--- BEGIN Material supplied ---

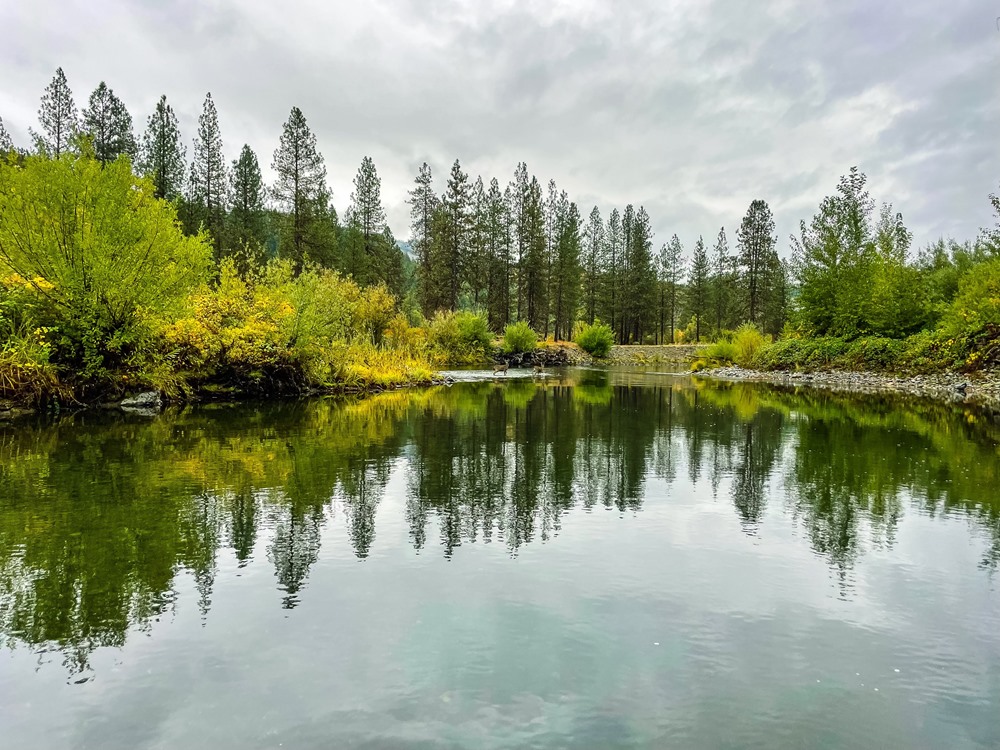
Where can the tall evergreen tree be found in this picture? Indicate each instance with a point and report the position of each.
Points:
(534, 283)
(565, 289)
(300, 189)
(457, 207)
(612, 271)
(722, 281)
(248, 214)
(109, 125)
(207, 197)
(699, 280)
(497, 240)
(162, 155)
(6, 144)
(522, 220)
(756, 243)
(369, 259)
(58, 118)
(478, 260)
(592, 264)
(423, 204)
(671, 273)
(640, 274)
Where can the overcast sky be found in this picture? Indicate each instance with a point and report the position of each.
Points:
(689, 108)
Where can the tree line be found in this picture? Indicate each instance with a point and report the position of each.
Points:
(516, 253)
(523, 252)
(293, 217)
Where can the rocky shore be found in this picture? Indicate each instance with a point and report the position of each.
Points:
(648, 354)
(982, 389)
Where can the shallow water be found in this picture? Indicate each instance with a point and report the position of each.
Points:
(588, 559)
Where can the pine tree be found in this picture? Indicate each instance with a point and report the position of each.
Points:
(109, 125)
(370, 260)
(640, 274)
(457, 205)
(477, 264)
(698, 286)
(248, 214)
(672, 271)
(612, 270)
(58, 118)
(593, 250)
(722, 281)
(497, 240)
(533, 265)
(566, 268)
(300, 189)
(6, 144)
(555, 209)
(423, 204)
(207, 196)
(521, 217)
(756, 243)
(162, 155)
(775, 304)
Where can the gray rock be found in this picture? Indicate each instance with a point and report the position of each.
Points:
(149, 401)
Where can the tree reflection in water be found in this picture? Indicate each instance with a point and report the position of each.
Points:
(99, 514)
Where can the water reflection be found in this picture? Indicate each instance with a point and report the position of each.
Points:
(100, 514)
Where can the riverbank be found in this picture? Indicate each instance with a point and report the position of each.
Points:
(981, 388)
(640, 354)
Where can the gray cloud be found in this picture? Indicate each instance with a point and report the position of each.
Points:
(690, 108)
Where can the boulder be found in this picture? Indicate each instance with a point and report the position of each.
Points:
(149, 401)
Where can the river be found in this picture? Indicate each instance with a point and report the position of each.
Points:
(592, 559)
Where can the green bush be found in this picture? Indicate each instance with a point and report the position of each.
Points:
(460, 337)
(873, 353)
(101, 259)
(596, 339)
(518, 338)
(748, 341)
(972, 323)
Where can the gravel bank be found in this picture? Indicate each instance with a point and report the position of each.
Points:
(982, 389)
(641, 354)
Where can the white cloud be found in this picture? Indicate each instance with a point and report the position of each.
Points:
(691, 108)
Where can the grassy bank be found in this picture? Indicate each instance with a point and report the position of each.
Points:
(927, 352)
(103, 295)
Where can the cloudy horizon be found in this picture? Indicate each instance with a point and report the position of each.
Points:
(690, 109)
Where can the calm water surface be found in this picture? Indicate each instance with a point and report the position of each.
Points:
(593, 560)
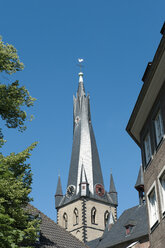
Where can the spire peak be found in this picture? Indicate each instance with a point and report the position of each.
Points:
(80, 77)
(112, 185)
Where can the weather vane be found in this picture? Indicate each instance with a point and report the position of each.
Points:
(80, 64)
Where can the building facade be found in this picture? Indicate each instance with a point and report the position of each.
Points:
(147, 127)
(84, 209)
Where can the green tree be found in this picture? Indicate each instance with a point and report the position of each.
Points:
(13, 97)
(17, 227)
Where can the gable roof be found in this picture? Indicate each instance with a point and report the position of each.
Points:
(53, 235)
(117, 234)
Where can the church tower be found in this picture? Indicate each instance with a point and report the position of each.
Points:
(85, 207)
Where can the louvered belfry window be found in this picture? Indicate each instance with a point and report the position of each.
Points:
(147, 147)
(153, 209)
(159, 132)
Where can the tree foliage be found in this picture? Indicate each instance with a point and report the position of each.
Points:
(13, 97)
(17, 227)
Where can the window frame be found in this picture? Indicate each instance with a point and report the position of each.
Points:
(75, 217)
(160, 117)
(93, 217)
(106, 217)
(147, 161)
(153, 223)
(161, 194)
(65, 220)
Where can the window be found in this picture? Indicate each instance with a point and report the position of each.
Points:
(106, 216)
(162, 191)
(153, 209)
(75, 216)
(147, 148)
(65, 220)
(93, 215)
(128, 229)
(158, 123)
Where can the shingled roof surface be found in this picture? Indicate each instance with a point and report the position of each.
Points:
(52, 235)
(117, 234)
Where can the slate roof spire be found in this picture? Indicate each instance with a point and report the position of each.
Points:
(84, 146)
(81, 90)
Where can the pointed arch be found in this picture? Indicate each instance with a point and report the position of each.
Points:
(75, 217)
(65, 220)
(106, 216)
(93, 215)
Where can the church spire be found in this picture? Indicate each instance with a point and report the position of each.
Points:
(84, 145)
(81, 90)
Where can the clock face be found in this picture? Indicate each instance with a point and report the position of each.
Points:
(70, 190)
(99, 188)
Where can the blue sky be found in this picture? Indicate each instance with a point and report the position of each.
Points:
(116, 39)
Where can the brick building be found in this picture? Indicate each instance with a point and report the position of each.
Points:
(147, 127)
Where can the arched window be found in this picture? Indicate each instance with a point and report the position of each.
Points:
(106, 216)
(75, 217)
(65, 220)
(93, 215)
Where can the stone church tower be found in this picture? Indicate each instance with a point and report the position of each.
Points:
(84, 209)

--- END Material supplied ---

*Task details*: Repeat everything in the records precisely. Images are excluded from the copy.

*Correct result*:
Where can the tall evergreen tree be found in this picture? Indicate each instance with a point and report the position of each.
Points:
(534, 283)
(565, 289)
(300, 189)
(457, 207)
(612, 271)
(722, 281)
(248, 214)
(109, 125)
(207, 197)
(699, 280)
(497, 240)
(162, 155)
(6, 144)
(522, 220)
(756, 243)
(369, 259)
(58, 118)
(478, 260)
(592, 264)
(423, 204)
(671, 273)
(640, 274)
Where can the overcast sky be found in this picture? Indicate each instance with a point and report the position of each.
Points:
(689, 108)
Where can the tree line be found in this picture? Indicate each instance with a point and report the position of each.
Points:
(516, 253)
(523, 252)
(293, 217)
Where can the rocky shore be found in this picture? Indicate each instance with a point and report the position of each.
Points:
(648, 354)
(982, 389)
Where can the shallow water be found in this picture? Indicate each instance with a point and report the position of each.
Points:
(588, 559)
Where can the pine tree be found in this picture? Indicate each instance with a point and report the position of each.
Points:
(109, 125)
(370, 260)
(640, 274)
(457, 205)
(477, 264)
(698, 286)
(248, 214)
(672, 271)
(612, 270)
(58, 118)
(593, 250)
(722, 281)
(497, 240)
(533, 265)
(566, 268)
(300, 189)
(6, 144)
(555, 209)
(423, 204)
(207, 196)
(521, 217)
(756, 243)
(162, 155)
(775, 304)
Where can the gray rock be found in this picture? Indicate each instance with a point and report the position of each.
Points:
(149, 401)
Where can the tree reflection in water be found in this picture? Indicate each instance with a point and report the position of each.
Points:
(99, 514)
Where can the water reflection be found in this picture? Indicate each instance with a point and report the position of each.
Points:
(100, 514)
Where can the riverbank be found in this picture? Indicate each instance with a point and report the position of each.
Points:
(981, 388)
(640, 354)
Where can the gray cloud be found in this picture? Indicate each instance with a point and report the position of each.
Points:
(690, 108)
Where can the boulder be found in this picture? Indicate each instance with a point and report the position of each.
Points:
(149, 401)
Where can the river be found in this picture? Indicate each instance with a point and report the position of each.
Points:
(592, 559)
Where can the green bush be found in this picture? Indicate each instance with a point and report the position of each.
Points:
(460, 337)
(873, 353)
(101, 259)
(596, 339)
(518, 338)
(748, 341)
(972, 323)
Where can the gravel bank be found in this picture? Indicate each instance with a point and report the position of each.
Points:
(982, 389)
(641, 354)
Where can the white cloud be found in this picture? Indicate each instance with a point and report the position of each.
Points:
(691, 108)
Where can the grassy bank be found in this picture? Indicate each instance with a point and report the position of each.
Points:
(927, 352)
(103, 295)
Where can the cloudy horizon be found in this picture? Indicate each instance with a point and report the position of each.
Points:
(690, 109)
Where can the calm water surface be found in this picture? Indicate each instance with a point and report the position of each.
Points:
(593, 560)
Where can the spire peak be found in this picture? Indicate each instance with a point and report the position of each.
Points:
(80, 77)
(112, 185)
Where can the weather vane be found in this picture? Indicate each instance with a point and report the position of each.
Points:
(80, 64)
Where can the building facade be found in this picture? Indicate each instance with a point and report the position of each.
Points:
(147, 127)
(84, 209)
Where can the green tree be found in this picture? Indicate each instance with a point and report the position of each.
Points:
(13, 97)
(17, 227)
Where can the gable roof be found in this picture? Indicate each instance with a point and report the position of each.
Points:
(53, 235)
(117, 234)
Where can the church tower be found in this picture? Indicate each instance with a point and report the position of each.
Points:
(85, 207)
Where can the louvered belfry window be found in this picture? Indicate each instance with a point and report the position of each.
Points:
(147, 147)
(153, 209)
(159, 132)
Where can the tree foliage be found in this picture? Indicate each instance with a point and report the position of each.
Points:
(13, 97)
(17, 227)
Where can the window frame be found in this picture? Indicate each instance with a point and report the position of each.
Points:
(75, 217)
(160, 117)
(93, 217)
(106, 217)
(147, 161)
(153, 223)
(161, 194)
(65, 220)
Where can the window be found in this picture? Indicate each instance with a point and report the position of each.
Points:
(106, 216)
(162, 191)
(153, 209)
(75, 216)
(147, 148)
(65, 220)
(93, 215)
(128, 229)
(158, 123)
Where can the shingled roof surface be found in this picture? Indicate each instance with a point and report the position of each.
Points:
(52, 235)
(117, 234)
Where can the slate roof spire be found in this picture? Indicate each instance with a point and report the position of each.
Points:
(84, 146)
(81, 90)
Where can the pointed arch be found in this picture? Indicate each instance with a point and report the position of each.
Points:
(75, 217)
(65, 220)
(106, 216)
(93, 215)
Where can the church spire be found in this picture? Indicate each instance with a point and report the position of each.
Points:
(84, 145)
(81, 90)
Where can the clock face be found in this picture? Indicate each instance with a point and report the position of each.
Points:
(70, 190)
(99, 188)
Where can the blue sky be found in this picture? Indicate each instance with a point and report the position of each.
Points:
(116, 39)
Where can the brick building be found in this picture? Indicate each instance with a point and report the position of each.
Points:
(147, 127)
Where can the arched window be found in this picture? Indicate each instance with a point and report the position of each.
Points:
(106, 216)
(75, 217)
(65, 220)
(93, 215)
Where can the stone church tower be found in this picture? Indicate each instance with a point and report the position of each.
Points:
(84, 209)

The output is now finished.